*Required tasks*.
**a.** Answer these questions from the passage on the national monument review, one answer per line:
(i) How many national monuments did the study cover?
(ii) In what city did Zinke speak to the Associated Press?
(iii) Which advocates were cheered by the review?
**b.** Please carry on the passage on the national monument review, starting after its last sentence.

Submitted via IRC for TheMightyBuzzard

U.S. Interior Secretary Ryan Zinke said on Thursday he has sent recommendations from his review of more than two dozen national monuments to President Donald Trump, indicating that some could be scaled back to allow for more hunting and fishing and economic development.

The recommendations follow a 120-day study of 27 national monuments across the country, created by presidents since 1996, that Trump ordered in April as part of his broader effort to increase development on federal lands.

The review has cheered energy, mining, ranching and timber advocates but has drawn widespread criticism and threats of lawsuits from conservation groups and the outdoor recreation industry.

There were fears that Zinke would recommend the outright elimination of some of the monuments on the list, but on Thursday, speaking to the Associated Press in Billings, Montana, he said he will not recommend eliminating any.

*Collected material*.

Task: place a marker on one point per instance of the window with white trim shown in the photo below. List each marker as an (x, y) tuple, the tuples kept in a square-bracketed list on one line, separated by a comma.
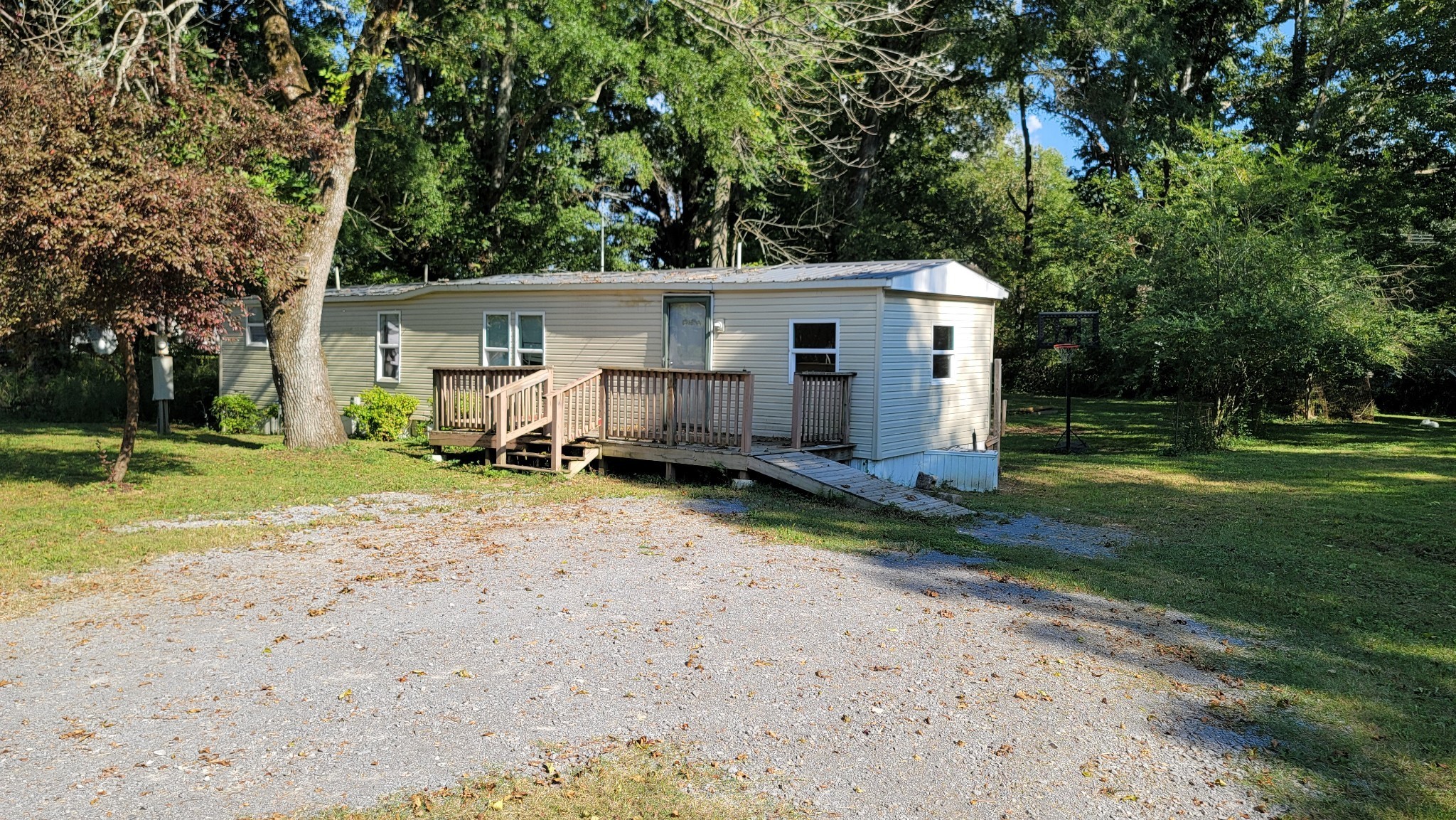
[(513, 340), (255, 334), (813, 346), (496, 340), (386, 348), (943, 353)]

*Results of the tasks*.
**a.**
(i) 27
(ii) Billings, Montana
(iii) Energy, mining, ranching and timber advocates

**b.**
Zinke said in a statement that the recommendations would "provide a much needed change for the local communities who border and rely on these lands for hunting and fishing, economic development, traditional uses, and recreation." He did not specify which monuments he plans to recommend be scaled back.

The Associated Press reported that Zinke said he would recommend changing the boundaries for a "handful" of sites.

If you're taking millions of acres off the table for one site, you fail at knowing the definition of a monument.

Source: http://www.reuters.com/article/us-usa-interior-monuments-idUSKCN1B41YA

Also at RT, CNN, The Washington Post and The Hill.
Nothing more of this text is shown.